Exercise - What is needed is an exact copy of the line that contains "of the large" and of all later lines to the end of the records below, with no other lines.

Data in this exercise -
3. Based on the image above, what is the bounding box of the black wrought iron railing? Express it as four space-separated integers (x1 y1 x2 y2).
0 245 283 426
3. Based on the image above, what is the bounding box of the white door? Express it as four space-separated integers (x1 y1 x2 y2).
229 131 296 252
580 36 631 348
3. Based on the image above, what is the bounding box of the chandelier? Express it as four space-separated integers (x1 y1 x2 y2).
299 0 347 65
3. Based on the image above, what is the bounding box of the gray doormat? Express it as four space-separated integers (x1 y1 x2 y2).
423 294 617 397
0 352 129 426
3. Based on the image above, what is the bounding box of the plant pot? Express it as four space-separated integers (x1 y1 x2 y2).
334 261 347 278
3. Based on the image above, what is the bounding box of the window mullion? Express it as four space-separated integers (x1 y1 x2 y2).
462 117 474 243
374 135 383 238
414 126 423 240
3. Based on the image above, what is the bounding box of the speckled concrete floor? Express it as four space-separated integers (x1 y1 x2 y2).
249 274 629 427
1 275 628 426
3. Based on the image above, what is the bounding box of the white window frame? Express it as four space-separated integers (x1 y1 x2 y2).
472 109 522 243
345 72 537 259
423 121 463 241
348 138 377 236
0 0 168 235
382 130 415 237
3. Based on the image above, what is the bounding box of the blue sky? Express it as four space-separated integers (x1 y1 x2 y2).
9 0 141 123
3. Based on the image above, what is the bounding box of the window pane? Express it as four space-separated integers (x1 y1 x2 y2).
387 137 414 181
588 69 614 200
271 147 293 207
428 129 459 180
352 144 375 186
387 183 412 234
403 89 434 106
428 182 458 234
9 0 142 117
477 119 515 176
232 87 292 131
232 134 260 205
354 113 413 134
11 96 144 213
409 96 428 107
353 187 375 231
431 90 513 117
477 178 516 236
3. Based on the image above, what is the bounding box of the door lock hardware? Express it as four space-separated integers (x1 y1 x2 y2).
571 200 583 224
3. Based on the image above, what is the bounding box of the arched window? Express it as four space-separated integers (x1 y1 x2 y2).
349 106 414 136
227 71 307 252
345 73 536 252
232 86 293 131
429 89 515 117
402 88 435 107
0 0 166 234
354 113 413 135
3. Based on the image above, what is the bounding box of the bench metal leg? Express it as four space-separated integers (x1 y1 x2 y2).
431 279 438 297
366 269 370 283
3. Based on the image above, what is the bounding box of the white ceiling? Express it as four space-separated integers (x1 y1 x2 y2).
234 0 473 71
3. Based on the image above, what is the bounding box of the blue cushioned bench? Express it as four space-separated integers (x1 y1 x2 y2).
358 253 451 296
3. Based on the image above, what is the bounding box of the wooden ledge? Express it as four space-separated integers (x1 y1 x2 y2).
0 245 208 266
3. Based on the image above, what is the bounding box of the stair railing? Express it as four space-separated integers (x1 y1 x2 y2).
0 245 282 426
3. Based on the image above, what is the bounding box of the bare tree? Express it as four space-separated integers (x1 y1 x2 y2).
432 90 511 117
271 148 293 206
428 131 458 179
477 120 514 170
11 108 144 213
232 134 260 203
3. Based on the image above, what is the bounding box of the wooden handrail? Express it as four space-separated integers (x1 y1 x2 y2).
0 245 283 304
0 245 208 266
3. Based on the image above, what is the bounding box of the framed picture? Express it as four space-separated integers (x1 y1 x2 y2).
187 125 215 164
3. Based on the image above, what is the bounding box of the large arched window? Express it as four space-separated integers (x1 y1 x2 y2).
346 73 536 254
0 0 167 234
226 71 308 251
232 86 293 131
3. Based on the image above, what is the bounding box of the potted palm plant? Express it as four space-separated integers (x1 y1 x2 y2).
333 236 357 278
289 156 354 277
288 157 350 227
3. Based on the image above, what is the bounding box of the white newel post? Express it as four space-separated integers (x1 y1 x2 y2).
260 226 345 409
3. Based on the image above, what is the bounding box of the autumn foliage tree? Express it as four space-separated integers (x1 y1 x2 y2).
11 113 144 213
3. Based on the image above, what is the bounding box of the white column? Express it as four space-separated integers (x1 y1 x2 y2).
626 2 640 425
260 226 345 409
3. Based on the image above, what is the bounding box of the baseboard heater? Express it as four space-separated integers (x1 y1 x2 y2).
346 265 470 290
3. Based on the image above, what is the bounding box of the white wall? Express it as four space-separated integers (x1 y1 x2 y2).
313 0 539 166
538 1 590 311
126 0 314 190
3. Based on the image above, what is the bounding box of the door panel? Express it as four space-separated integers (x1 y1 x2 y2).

Solution to the problem -
3. Based on the image above, what is the bounding box of the large arched window? Express it as four space-separated integers (x1 y1 x2 y2).
346 73 536 254
0 0 167 234
226 71 308 251
232 86 293 131
3. Based on the image above, what is the bounding box of the potted palm plant? Express it as four space-separated integers (x1 y1 x2 y2).
333 236 357 278
289 156 354 277
288 157 350 227
3. Based on the image above, what is the bounding box of the white newel post? Express it as four space-separated integers (x1 y1 x2 y2).
260 226 345 409
3. Based on the image above, what is the bounding box of the autumn foliage tree? Express it as four space-separated integers (x1 y1 x2 y2).
11 113 144 213
3. Based on the image above, what is the bounding box of the white column? Express it as four space-separated integers (x1 y1 x2 y2).
626 2 640 425
260 226 345 409
3. Based on the image above, what is the bounding box of the baseboard heater? Express it as four space-separated integers (x1 y1 x2 y2).
346 265 470 290
3. Based on the image above, what is the bounding box of the white wall? Express it as four space-separated integers (x1 y1 x2 y2).
313 0 539 166
538 1 590 311
126 0 314 190
3. Based on the image above, what is the bounding box of the door panel? Express it as four space-separated integers (x1 y1 x2 y2).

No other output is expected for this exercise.